# [ASSIGNMENT]
Copy out every line of the records that contains the word "positive".
START DATASET EXTRACT
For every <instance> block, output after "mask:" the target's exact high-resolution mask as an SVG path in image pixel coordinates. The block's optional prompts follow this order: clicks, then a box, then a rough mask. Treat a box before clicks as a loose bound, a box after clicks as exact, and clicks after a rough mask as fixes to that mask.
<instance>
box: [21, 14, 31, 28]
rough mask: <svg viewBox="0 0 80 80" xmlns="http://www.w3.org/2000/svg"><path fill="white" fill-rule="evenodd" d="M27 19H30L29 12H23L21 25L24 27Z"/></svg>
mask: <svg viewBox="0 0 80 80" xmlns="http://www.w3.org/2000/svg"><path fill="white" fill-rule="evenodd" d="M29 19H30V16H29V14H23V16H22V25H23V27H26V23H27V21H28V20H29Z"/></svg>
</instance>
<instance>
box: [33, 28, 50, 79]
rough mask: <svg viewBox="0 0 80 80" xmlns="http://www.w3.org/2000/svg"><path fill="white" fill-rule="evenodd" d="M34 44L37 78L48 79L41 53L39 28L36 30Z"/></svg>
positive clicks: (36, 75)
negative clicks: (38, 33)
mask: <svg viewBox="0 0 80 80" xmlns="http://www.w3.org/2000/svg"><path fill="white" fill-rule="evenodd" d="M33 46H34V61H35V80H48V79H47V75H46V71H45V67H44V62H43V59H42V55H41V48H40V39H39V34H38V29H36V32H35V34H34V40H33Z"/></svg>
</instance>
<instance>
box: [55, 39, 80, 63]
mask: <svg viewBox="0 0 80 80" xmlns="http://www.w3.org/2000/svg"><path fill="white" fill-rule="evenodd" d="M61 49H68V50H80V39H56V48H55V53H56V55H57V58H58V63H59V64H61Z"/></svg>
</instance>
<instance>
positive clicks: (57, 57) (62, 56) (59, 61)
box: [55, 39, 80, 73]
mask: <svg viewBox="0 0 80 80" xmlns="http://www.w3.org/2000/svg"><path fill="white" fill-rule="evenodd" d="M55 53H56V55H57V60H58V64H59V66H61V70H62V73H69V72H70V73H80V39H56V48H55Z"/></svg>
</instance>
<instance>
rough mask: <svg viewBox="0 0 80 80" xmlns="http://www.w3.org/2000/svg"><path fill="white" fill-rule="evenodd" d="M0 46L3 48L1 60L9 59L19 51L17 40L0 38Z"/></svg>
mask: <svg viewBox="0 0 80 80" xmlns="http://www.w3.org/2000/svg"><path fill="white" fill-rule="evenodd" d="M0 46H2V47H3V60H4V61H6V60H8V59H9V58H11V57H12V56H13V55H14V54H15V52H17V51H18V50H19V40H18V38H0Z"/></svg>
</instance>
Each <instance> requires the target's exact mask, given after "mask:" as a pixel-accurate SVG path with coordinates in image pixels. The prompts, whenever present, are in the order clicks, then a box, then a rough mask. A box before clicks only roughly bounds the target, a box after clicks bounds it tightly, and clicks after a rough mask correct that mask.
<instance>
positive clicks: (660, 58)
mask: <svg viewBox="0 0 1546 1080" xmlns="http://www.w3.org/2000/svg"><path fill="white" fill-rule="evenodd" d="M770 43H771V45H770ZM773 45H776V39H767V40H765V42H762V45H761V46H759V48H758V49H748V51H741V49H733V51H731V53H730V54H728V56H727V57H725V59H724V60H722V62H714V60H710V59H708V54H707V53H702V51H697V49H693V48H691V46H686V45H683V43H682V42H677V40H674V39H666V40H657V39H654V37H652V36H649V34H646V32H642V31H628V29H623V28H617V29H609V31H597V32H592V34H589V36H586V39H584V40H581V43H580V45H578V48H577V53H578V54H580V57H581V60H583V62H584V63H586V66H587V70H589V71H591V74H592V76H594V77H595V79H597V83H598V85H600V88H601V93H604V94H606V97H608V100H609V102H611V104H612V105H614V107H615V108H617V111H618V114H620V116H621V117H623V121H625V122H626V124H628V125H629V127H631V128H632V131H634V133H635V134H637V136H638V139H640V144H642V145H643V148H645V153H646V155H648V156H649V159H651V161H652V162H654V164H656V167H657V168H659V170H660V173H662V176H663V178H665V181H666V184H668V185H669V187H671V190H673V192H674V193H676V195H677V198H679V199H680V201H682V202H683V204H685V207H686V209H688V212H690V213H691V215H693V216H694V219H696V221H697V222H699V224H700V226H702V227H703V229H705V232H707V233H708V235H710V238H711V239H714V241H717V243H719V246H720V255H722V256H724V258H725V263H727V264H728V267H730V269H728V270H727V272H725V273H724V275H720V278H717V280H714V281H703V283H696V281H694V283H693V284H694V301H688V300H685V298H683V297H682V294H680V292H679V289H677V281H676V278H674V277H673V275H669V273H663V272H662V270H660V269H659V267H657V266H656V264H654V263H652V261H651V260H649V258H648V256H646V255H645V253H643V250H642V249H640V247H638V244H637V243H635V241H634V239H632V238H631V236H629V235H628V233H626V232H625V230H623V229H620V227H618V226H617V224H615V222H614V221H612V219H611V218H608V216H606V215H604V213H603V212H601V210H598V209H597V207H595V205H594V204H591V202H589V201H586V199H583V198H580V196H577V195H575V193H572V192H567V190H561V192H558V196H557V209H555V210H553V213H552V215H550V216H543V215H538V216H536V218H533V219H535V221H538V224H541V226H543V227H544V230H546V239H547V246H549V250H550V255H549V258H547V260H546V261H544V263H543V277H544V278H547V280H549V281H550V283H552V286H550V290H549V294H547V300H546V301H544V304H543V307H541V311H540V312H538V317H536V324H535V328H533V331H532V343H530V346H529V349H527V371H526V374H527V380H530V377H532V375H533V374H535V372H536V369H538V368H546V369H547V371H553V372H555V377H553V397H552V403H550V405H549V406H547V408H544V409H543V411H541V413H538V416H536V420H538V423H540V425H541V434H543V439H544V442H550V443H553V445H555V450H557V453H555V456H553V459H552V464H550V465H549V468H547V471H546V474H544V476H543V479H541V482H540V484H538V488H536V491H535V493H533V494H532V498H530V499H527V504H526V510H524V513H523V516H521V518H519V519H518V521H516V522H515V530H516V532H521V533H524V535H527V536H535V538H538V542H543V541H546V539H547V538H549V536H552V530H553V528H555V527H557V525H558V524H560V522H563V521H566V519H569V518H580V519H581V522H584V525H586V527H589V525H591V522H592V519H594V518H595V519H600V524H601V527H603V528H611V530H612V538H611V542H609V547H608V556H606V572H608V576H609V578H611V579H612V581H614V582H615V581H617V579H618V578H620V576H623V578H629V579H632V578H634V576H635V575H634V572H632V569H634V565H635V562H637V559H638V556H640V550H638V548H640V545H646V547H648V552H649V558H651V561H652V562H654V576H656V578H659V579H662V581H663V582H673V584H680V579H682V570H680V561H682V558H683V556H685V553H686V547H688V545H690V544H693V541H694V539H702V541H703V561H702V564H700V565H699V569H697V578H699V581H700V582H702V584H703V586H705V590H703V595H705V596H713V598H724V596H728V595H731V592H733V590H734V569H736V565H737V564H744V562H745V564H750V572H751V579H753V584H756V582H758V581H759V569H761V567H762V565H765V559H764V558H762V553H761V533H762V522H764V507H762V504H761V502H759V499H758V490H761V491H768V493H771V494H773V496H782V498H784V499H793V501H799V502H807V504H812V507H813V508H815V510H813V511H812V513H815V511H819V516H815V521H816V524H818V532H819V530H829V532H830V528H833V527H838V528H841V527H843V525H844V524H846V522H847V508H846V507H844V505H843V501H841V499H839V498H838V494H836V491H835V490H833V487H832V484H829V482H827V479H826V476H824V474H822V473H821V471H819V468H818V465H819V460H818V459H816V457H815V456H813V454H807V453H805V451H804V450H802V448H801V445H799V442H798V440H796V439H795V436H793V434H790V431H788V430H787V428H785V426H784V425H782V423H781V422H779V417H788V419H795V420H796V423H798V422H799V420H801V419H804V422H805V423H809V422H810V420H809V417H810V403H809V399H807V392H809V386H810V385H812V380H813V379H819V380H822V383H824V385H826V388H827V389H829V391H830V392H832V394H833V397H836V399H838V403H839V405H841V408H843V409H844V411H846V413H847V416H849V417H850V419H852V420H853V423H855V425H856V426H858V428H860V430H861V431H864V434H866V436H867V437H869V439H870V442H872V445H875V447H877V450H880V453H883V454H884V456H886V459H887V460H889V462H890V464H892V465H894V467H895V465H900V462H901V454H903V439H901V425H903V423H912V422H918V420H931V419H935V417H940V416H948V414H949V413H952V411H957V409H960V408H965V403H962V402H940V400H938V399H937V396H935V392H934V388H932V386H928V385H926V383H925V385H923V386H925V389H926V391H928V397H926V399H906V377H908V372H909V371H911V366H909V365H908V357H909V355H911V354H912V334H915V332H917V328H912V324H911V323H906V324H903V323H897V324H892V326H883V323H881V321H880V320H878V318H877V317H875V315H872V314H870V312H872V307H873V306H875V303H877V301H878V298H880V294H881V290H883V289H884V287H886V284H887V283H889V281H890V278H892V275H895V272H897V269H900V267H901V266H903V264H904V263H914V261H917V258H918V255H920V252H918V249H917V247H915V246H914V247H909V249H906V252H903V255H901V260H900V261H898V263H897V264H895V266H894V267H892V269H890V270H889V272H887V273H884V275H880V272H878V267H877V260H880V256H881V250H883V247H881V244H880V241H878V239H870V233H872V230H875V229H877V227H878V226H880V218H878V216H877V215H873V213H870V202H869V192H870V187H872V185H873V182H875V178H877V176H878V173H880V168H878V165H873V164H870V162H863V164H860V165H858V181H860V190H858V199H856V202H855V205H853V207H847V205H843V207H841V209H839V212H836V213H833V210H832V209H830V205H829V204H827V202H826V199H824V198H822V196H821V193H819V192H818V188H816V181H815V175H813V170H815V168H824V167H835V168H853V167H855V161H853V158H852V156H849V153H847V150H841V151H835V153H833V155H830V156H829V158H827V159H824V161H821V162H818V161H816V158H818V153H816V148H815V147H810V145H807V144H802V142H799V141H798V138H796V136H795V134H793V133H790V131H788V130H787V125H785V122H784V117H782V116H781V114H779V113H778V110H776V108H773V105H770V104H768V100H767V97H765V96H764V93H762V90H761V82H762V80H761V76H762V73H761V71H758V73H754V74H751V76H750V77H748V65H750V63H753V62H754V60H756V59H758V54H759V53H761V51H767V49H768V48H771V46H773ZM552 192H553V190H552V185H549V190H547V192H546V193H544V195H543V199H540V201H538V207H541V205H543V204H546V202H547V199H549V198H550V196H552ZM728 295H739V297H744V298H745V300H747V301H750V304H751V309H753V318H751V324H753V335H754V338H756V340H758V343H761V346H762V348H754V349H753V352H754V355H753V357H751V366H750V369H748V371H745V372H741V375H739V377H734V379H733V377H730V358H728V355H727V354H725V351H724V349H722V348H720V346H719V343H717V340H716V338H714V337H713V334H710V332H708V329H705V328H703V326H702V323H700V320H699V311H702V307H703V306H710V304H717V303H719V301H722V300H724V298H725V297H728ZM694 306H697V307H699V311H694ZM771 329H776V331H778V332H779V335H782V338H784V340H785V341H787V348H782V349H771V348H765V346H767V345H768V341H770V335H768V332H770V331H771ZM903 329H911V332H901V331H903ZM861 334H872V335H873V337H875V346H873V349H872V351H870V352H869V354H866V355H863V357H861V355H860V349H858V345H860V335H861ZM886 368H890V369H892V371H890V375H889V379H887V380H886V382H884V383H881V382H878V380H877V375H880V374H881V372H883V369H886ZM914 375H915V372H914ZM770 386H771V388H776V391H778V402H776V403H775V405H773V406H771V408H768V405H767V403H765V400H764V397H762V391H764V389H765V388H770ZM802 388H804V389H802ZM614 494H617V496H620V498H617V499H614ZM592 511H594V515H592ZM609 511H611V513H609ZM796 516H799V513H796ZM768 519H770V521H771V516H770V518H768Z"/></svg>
END DATASET EXTRACT
# [RESPONSE AREA]
positive clicks: (36, 75)
positive clicks: (57, 57) (62, 56) (59, 61)
positive clicks: (660, 58)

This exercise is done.